_Task objective_: In your answer, copy every entry that follows exactly.
■ ■ ■ ■
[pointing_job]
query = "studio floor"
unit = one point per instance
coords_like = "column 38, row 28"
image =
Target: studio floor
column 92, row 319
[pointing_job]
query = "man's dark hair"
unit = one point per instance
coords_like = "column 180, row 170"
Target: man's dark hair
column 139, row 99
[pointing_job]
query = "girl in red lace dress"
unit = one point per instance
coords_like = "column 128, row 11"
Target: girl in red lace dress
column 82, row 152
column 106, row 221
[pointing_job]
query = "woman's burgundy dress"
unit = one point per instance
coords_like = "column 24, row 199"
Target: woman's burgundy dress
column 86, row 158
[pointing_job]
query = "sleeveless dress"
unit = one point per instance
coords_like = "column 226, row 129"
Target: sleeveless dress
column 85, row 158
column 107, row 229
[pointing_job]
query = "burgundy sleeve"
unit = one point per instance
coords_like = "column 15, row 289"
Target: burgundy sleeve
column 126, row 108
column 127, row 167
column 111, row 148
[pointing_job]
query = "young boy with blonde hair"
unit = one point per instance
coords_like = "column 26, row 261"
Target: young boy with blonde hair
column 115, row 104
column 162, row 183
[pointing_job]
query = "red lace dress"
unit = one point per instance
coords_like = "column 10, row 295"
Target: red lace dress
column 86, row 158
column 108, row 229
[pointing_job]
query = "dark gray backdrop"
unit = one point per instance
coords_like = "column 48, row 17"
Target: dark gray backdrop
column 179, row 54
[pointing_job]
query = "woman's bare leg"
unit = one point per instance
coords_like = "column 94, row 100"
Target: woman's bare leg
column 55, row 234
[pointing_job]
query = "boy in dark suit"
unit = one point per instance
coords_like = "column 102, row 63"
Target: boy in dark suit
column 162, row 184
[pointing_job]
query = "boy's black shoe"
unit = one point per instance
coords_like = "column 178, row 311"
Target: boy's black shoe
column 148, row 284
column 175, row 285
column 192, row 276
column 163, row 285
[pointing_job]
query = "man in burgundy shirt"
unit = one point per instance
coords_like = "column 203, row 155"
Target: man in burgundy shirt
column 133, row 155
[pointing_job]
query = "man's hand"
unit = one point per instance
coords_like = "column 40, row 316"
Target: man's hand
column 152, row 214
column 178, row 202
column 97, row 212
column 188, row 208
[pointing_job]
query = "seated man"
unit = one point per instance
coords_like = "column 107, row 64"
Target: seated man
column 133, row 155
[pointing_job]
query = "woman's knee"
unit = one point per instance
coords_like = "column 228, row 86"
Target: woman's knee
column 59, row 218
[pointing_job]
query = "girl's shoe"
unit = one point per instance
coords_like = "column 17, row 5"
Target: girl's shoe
■ ■ ■ ■
_Exercise response_:
[pointing_job]
query = "studio floor"
unit = one point per instance
coords_like = "column 38, row 28"
image =
Target: studio floor
column 92, row 319
[pointing_job]
query = "man's dark hair"
unit = one point per instance
coords_like = "column 180, row 170"
Target: man's dark hair
column 139, row 99
[pointing_job]
query = "girl in red lace dress"
unit = one point per instance
coords_like = "column 128, row 11"
Target: girl in red lace dress
column 82, row 152
column 106, row 221
[pointing_job]
query = "woman's burgundy dress"
unit = one point per instance
coords_like = "column 24, row 199"
Target: woman's burgundy dress
column 86, row 158
[pointing_job]
query = "sleeveless dress"
unit = one point per instance
coords_like = "column 226, row 129"
Target: sleeveless dress
column 85, row 158
column 107, row 229
[pointing_job]
query = "burgundy sleeve"
unit = one point per instance
coords_like = "column 15, row 289"
Target: burgundy sleeve
column 126, row 108
column 127, row 167
column 111, row 148
[pointing_job]
query = "young boy with blonde hair"
unit = one point per instance
coords_like = "column 26, row 261"
Target: young boy with blonde hair
column 115, row 104
column 162, row 183
[pointing_job]
query = "red lace dress"
unit = one point per instance
coords_like = "column 10, row 295"
Target: red lace dress
column 86, row 158
column 108, row 229
[pointing_job]
query = "dark gray backdrop"
unit = one point per instance
coords_like = "column 48, row 17"
Target: dark gray backdrop
column 179, row 54
[pointing_job]
query = "woman's bare leg"
unit = one point per instance
coords_like = "column 94, row 100"
Target: woman's bare leg
column 55, row 234
[pointing_job]
query = "boy in dark suit"
unit = one point per instance
coords_like = "column 102, row 63"
Target: boy in dark suit
column 162, row 184
[pointing_job]
query = "boy's black shoe"
unit = one point per instance
coords_like = "column 178, row 311"
Target: boy's black shoe
column 148, row 284
column 175, row 285
column 192, row 276
column 163, row 285
[pointing_job]
query = "man in burgundy shirt"
unit = one point per instance
coords_like = "column 203, row 155"
Target: man in burgundy shirt
column 133, row 155
[pointing_job]
query = "man's hand"
unit = one point per instance
coords_like = "column 40, row 316"
Target: man's hand
column 152, row 214
column 178, row 202
column 97, row 212
column 188, row 208
[pointing_job]
query = "seated man"
unit = one point per instance
coords_like = "column 107, row 64"
Target: seated man
column 133, row 155
[pointing_job]
query = "woman's knee"
unit = one point per instance
coords_like = "column 228, row 86"
Target: woman's knee
column 59, row 218
[pointing_job]
query = "girl's shoe"
unit = one point per instance
coords_like = "column 17, row 5"
Target: girl's shoe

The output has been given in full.